▽
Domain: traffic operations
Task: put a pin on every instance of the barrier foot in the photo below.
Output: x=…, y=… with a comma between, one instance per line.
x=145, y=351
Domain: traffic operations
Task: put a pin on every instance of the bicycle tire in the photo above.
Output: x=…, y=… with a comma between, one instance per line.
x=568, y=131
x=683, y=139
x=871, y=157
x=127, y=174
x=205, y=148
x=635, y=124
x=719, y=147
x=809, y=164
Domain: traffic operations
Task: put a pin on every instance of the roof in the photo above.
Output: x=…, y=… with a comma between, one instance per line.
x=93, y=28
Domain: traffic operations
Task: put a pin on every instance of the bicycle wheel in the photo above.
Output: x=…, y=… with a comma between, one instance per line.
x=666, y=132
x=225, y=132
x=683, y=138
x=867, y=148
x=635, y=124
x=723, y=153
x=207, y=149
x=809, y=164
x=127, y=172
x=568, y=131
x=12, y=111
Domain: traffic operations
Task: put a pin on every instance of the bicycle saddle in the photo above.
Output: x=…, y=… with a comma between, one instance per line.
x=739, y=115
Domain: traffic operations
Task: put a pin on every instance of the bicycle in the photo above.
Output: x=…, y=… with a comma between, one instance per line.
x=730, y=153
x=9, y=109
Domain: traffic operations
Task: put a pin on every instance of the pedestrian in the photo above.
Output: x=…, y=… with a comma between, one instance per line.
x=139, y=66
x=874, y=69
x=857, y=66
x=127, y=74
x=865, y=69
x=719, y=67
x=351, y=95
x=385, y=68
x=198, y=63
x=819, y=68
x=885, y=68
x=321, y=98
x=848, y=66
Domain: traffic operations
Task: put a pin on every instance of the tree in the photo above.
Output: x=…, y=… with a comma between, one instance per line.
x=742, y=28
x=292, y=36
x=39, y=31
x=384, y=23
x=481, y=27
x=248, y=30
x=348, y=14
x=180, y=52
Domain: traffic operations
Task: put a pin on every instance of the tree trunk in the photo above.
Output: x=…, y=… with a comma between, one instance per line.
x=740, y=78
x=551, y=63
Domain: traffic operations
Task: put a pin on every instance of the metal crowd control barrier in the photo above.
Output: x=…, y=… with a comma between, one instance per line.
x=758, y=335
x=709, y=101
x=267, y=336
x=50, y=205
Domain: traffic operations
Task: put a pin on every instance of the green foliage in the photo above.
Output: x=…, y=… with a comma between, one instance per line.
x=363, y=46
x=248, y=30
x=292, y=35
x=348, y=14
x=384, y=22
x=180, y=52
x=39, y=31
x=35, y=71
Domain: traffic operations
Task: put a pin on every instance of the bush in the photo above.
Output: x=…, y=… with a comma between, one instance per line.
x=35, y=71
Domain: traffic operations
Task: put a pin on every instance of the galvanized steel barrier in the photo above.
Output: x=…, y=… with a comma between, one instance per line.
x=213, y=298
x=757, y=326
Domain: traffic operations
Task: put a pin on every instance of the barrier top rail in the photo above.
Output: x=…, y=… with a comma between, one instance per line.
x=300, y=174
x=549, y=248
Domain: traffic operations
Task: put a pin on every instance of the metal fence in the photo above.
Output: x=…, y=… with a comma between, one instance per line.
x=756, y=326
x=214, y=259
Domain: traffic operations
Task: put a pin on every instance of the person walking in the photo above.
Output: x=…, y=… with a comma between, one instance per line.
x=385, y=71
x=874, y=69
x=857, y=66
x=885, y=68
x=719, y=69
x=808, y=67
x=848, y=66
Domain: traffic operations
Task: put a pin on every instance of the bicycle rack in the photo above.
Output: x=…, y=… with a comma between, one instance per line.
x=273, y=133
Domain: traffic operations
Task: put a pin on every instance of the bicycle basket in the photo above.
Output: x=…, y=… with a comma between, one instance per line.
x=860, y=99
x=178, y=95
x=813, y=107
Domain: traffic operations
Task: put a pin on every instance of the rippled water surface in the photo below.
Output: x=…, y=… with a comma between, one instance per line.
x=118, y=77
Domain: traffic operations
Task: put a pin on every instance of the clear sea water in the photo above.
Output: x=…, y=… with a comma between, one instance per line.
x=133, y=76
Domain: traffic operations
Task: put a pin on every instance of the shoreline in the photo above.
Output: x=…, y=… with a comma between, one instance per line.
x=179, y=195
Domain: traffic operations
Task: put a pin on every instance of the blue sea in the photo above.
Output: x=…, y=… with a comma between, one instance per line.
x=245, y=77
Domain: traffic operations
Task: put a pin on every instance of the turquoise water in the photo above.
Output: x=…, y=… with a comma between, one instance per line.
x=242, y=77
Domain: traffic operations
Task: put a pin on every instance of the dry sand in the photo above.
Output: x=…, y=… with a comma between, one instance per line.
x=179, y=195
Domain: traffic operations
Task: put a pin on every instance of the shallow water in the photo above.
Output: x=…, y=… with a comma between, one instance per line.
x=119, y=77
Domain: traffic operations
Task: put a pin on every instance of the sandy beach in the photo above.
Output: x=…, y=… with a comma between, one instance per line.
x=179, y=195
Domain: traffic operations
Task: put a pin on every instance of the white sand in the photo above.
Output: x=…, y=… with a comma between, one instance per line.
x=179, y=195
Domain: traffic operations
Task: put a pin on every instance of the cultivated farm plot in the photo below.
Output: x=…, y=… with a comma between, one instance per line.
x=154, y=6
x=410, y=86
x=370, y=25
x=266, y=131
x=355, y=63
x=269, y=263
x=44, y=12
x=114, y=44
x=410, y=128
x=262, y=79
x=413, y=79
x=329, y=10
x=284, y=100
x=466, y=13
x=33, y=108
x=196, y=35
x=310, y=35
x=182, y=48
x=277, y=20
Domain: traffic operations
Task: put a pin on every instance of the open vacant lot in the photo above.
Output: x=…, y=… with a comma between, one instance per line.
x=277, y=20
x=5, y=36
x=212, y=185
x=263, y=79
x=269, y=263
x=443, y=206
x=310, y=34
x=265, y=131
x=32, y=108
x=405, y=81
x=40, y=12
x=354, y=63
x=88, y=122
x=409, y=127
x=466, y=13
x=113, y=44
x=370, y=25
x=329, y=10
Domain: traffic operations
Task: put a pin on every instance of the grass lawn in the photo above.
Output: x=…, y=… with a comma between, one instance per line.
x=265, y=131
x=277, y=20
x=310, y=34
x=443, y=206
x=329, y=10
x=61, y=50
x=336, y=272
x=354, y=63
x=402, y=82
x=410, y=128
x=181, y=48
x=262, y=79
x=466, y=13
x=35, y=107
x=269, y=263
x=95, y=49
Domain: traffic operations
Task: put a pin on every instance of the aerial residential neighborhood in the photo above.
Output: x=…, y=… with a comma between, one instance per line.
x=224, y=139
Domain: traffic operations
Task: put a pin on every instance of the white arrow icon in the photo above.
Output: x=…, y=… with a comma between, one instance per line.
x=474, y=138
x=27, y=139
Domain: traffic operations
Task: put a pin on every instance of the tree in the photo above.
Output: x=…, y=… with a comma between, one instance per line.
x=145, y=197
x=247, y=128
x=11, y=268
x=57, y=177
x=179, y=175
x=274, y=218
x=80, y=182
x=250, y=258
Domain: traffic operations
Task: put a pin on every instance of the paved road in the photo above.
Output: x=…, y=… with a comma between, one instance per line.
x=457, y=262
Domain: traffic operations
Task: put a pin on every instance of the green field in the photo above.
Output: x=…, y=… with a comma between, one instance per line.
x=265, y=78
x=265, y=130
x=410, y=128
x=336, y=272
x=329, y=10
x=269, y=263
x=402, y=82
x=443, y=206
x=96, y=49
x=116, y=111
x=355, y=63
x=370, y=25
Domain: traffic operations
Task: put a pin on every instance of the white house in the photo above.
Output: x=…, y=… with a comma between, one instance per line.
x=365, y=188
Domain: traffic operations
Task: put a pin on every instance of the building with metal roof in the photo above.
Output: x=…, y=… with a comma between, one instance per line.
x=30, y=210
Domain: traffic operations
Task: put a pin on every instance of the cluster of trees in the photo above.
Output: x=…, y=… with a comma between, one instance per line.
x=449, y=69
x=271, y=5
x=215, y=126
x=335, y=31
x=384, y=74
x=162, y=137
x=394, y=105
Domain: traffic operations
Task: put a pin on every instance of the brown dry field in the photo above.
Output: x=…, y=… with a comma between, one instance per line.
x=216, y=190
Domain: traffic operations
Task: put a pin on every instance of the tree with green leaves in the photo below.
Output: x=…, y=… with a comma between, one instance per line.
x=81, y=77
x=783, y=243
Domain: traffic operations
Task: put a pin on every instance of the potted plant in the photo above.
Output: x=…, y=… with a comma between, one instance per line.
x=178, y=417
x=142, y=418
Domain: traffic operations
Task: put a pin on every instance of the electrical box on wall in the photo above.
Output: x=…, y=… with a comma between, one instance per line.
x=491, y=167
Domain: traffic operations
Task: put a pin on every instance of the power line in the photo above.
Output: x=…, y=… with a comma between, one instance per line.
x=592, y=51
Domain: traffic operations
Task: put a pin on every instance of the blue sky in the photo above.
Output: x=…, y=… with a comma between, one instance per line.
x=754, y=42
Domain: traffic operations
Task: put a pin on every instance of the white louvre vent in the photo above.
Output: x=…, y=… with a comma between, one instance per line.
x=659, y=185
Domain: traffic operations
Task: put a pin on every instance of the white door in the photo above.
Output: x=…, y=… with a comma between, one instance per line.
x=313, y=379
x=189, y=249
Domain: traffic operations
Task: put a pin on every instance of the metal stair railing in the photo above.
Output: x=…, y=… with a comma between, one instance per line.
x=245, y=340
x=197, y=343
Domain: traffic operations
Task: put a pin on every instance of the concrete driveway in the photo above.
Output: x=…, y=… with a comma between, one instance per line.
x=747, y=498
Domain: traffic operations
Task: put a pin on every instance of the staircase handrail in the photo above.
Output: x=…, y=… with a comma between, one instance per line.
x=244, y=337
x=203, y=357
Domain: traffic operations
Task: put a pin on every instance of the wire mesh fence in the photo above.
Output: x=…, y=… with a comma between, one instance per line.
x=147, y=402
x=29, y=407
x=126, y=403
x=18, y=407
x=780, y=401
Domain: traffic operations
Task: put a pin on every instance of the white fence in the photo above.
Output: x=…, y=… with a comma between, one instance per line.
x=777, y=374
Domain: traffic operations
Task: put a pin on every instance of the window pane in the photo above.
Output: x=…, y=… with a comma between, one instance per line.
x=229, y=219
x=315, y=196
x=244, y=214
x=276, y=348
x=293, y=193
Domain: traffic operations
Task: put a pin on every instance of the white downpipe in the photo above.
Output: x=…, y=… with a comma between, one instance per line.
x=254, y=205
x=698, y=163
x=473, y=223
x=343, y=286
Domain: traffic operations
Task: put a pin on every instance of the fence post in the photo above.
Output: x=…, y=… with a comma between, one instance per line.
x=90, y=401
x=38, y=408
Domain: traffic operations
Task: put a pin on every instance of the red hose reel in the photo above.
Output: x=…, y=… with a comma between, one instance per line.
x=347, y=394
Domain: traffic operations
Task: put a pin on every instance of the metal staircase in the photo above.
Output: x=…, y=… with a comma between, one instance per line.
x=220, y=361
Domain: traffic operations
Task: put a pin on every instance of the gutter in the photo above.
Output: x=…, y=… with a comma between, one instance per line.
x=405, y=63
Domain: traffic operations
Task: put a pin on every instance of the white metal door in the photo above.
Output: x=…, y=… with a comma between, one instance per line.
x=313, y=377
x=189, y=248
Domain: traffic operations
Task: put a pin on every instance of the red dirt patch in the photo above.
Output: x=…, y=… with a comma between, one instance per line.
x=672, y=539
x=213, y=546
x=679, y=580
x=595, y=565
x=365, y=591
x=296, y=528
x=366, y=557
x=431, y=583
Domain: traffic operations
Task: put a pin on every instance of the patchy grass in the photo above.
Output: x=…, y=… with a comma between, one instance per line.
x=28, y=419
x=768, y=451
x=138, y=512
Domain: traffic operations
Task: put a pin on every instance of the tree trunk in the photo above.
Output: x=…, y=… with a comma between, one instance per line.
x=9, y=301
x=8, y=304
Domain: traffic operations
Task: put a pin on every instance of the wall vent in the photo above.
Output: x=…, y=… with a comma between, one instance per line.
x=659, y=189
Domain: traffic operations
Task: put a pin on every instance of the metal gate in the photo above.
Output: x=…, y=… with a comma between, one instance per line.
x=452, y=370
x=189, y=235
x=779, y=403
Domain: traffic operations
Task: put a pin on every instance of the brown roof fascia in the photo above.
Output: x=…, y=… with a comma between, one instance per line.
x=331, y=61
△
● **What is being asked**: Reproduce the stretch of the items from the start through the line containing "x=12, y=111", including both ends, with nothing changed.

● **Worked solution**:
Domain: traffic operations
Task: put a pin on every instance of the barrier foot in the photo below.
Output: x=…, y=… with a comma between, one instance per line.
x=145, y=351
Domain: traffic operations
Task: put a pin on every instance of the bicycle tire in the photo above.
Output: x=…, y=… with a comma between, one instance per line.
x=568, y=131
x=683, y=139
x=871, y=157
x=127, y=174
x=205, y=148
x=635, y=124
x=719, y=147
x=809, y=164
Domain: traffic operations
Task: put a pin on every instance of the roof in the photo above.
Output: x=…, y=… with a comma between, one instance per line.
x=93, y=28
Domain: traffic operations
Task: put a pin on every instance of the bicycle wheel in the photo above.
Output: x=…, y=… with a comma between, one instance per line.
x=666, y=132
x=225, y=132
x=683, y=138
x=867, y=148
x=635, y=124
x=723, y=153
x=207, y=149
x=809, y=164
x=127, y=172
x=568, y=131
x=12, y=111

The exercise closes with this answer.